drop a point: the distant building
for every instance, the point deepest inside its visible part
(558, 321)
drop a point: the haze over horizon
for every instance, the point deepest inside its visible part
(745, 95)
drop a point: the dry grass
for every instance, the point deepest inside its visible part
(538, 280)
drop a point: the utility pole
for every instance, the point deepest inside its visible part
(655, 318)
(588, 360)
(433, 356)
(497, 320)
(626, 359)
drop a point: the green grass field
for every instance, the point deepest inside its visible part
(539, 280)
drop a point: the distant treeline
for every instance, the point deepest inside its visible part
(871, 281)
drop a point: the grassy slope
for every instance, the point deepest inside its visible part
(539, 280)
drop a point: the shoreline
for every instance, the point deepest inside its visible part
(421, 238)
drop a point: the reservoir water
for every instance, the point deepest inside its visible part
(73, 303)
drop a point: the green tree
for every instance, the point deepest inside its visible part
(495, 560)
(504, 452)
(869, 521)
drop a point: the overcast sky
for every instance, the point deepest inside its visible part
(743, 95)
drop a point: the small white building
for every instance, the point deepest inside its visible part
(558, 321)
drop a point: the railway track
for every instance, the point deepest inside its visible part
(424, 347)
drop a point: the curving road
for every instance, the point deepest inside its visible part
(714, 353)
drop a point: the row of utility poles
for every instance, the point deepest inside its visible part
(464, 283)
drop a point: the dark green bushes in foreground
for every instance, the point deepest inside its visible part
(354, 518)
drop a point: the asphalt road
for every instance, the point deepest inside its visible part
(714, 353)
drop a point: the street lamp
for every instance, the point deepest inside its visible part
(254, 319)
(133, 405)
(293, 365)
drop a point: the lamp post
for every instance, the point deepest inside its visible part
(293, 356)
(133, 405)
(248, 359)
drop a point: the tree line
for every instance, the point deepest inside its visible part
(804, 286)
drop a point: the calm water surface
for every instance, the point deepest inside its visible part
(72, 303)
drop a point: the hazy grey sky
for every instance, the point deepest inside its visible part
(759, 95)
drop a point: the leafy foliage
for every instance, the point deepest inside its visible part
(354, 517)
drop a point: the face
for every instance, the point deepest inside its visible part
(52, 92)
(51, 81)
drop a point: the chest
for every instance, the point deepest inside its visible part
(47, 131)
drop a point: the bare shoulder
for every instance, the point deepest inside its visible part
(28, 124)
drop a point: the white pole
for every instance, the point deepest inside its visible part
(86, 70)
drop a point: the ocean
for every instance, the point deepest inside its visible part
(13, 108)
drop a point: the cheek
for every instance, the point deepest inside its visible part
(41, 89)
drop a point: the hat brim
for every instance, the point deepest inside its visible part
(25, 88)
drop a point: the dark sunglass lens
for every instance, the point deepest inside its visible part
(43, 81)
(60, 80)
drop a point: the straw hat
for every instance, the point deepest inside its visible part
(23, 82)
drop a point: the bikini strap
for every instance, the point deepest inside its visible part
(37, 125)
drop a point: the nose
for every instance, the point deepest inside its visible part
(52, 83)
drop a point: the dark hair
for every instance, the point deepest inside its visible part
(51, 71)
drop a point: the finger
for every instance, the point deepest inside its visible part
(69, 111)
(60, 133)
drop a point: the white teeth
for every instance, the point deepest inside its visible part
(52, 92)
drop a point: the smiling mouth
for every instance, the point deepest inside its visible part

● **ACTIVITY**
Produce the records once again, exactly as they stand above.

● **SOLUTION**
drop a point: the distant building
for every instance, the point deepest inside its visible part
(558, 321)
drop a point: the haze over horizon
for every instance, the point deepest inside its visible part
(745, 95)
drop a point: the dry grass
for every instance, the point deepest inside its visible part
(538, 280)
drop a point: the utility pole
for every instance, the point deepest inside its visible part
(655, 318)
(588, 360)
(433, 356)
(497, 320)
(626, 359)
drop a point: the green grass field
for every instance, the point deepest inside its visible part
(539, 280)
drop a point: the distant treeline
for every instance, the point deepest inside its visible part
(871, 281)
drop a point: the grassy slope
for every instance, the point deepest inside its visible part
(539, 280)
drop a point: the shoreline
for every instance, the point deepest inside its visible part
(421, 238)
drop a point: the reservoir water
for every instance, the point deepest inside its visible part
(73, 303)
drop a point: the green tree
for every instance, the point deepest inside its visible part
(495, 560)
(504, 452)
(869, 521)
drop a point: the overcast sky
for every instance, the point deepest inside its visible part
(743, 95)
drop a point: the small white building
for every instance, the point deepest inside its visible part
(558, 321)
drop a point: the railway track
for every instance, the point deepest inside its visible part
(424, 347)
drop a point: the curving road
for every instance, the point deepest inside its visible part
(714, 353)
drop a point: the row of utility poles
for every instance, the point deepest inside its visible part
(464, 283)
drop a point: the dark green bushes in foreground
for every instance, the point deepest inside its visible part
(354, 518)
drop a point: the asphalt road
for every instance, the point deepest inside its visible part
(714, 353)
drop a point: the street lamp
for every instance, the point deepest inside its visible part
(254, 319)
(133, 405)
(293, 365)
drop a point: the lamp post
for every instance, the point deepest inside its visible part
(293, 356)
(133, 405)
(248, 359)
drop a point: the tree line
for every instance, the point deepest inside its visible part
(804, 286)
drop a point: the calm water surface
for every instance, the point deepest inside its visible part
(72, 303)
drop a point: the hazy grey sky
for every instance, the point deepest inside its visible part
(759, 95)
drop a point: the leafy foliage
for every instance, the point deepest inside its visible part
(354, 517)
drop a point: the face
for every instance, the point deepest inside its visible part
(52, 92)
(51, 81)
drop a point: the chest
for every instance, the point deepest inside its visible part
(47, 131)
drop a point: the bare shoulder
for every instance, the point deepest inside its visible part
(28, 124)
drop a point: the white pole
for every instance, the point deepest inside its visible part
(86, 70)
drop a point: the ocean
for every instance, the point deepest inside its visible part
(13, 108)
drop a point: the cheek
for every instance, the point deepest inside its visible part
(41, 89)
drop a point: the hat brim
for every instance, the point deepest inside its visible part
(25, 88)
drop a point: the dark sunglass lens
for every instance, the point deepest inside its visible part
(43, 81)
(60, 80)
drop a point: the straw hat
for every instance, the point deepest inside its visible part
(23, 82)
drop a point: the bikini strap
for every instance, the point deepest inside its visible part
(37, 125)
drop a point: the nose
for every instance, the point deepest inside its visible part
(52, 83)
drop a point: the dark hair
for every instance, the point deepest inside its visible part
(51, 71)
drop a point: the finger
for every instance, the point deepest inside its visible part
(69, 111)
(60, 133)
drop a point: the white teeth
for every instance, the point deepest inside its visible part
(52, 92)
drop a point: the smiling mouth
for every instance, the point deepest inside its visible part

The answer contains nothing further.